[WRITTEN PROBLEM] Determine how many lines of the listing contain the string "painted". Letter case matters, and the answer should be only the number.

[DATA LISTING]
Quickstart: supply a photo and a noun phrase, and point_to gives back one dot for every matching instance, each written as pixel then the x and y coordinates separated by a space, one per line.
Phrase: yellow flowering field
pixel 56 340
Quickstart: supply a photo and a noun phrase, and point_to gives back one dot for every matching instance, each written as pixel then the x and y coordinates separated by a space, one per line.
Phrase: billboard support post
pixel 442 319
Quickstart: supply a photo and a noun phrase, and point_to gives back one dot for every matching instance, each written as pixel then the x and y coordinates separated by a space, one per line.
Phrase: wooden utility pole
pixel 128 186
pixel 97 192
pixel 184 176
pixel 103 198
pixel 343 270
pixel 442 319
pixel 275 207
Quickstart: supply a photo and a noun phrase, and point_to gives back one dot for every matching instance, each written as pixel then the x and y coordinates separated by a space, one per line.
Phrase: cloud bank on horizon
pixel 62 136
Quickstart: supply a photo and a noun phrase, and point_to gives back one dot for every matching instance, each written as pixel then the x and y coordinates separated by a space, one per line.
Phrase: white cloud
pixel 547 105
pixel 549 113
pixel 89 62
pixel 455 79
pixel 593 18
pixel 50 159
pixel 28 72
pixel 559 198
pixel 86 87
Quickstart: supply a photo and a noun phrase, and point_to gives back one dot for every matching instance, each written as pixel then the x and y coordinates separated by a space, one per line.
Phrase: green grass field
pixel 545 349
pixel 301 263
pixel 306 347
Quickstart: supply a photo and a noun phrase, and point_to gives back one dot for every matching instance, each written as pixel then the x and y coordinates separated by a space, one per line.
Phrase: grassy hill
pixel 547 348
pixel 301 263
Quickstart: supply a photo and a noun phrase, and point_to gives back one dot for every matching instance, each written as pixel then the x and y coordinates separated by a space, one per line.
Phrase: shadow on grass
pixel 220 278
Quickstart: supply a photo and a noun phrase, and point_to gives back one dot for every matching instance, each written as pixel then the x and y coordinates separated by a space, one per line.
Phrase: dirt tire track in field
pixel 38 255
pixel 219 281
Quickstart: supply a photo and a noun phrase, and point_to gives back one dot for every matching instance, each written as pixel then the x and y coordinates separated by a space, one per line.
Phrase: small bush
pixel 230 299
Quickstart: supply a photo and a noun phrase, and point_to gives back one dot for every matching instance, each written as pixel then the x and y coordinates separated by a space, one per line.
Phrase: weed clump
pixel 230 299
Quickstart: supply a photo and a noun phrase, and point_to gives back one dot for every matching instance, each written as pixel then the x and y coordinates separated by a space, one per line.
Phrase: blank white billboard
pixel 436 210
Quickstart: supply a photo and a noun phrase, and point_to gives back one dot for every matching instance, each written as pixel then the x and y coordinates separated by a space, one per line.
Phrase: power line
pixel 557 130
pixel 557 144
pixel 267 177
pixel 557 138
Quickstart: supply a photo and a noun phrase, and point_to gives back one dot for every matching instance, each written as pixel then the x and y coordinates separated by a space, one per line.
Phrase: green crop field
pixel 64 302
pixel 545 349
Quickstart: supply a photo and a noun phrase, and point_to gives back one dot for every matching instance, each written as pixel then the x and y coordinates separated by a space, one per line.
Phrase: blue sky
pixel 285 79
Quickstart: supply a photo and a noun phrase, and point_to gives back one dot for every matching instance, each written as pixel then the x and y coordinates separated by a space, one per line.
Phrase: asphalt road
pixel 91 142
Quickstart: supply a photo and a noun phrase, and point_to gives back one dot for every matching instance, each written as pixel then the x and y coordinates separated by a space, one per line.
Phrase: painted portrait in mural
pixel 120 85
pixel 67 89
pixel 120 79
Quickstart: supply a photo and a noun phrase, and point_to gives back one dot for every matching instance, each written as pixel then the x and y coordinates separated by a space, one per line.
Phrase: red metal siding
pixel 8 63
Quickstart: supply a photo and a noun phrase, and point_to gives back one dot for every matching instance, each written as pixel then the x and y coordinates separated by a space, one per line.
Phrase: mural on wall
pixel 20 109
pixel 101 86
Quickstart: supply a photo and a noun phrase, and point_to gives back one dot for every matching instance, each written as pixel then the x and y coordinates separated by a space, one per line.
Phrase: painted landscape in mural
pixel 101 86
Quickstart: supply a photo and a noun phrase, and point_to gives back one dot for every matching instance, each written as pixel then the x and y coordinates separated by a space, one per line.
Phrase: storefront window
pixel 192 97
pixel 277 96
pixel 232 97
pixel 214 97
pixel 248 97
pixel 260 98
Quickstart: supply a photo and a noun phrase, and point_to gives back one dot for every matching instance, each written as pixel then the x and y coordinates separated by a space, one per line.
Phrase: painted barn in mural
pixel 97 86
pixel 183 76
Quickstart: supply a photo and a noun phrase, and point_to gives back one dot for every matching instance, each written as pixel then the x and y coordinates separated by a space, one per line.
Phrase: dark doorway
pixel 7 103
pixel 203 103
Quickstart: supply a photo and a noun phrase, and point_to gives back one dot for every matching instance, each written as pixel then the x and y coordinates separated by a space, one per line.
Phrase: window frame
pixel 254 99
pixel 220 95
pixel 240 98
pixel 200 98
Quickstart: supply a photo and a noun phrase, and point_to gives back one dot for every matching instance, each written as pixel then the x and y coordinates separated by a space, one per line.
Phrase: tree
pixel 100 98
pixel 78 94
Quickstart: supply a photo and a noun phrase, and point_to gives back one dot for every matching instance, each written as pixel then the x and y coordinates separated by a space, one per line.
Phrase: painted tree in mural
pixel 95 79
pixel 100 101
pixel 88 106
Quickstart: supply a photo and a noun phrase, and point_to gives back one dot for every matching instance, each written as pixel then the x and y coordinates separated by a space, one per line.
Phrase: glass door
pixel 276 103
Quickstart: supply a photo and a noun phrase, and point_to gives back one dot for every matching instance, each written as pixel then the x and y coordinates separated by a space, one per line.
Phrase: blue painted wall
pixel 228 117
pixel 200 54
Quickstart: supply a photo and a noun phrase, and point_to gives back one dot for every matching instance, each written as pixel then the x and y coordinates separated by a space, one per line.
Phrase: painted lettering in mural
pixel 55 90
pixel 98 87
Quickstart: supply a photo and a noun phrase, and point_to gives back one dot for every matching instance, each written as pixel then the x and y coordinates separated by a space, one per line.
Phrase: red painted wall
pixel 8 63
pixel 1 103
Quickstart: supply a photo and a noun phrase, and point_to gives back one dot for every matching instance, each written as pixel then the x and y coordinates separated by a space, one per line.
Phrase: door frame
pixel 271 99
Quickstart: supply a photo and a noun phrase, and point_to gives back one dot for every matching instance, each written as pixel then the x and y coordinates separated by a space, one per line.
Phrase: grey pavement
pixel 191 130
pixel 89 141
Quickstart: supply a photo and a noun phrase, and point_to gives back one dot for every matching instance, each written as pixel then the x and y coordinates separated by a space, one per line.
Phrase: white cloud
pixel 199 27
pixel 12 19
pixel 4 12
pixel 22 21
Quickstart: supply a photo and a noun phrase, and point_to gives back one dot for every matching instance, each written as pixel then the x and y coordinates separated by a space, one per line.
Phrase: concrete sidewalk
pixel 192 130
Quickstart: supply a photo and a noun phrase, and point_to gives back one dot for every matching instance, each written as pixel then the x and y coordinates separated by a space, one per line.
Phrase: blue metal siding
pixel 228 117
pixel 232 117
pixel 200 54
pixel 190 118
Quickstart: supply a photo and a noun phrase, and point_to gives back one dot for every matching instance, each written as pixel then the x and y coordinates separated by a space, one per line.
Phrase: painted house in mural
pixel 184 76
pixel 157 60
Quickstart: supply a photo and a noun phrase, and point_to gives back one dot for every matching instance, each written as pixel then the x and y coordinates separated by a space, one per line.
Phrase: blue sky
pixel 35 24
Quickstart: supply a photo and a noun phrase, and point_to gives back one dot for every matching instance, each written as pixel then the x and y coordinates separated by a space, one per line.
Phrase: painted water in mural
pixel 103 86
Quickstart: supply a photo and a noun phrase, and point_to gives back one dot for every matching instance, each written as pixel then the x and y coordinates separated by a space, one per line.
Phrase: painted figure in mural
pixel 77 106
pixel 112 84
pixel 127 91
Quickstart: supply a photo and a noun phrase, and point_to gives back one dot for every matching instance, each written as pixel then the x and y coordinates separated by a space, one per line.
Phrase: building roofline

[THE ANSWER] 10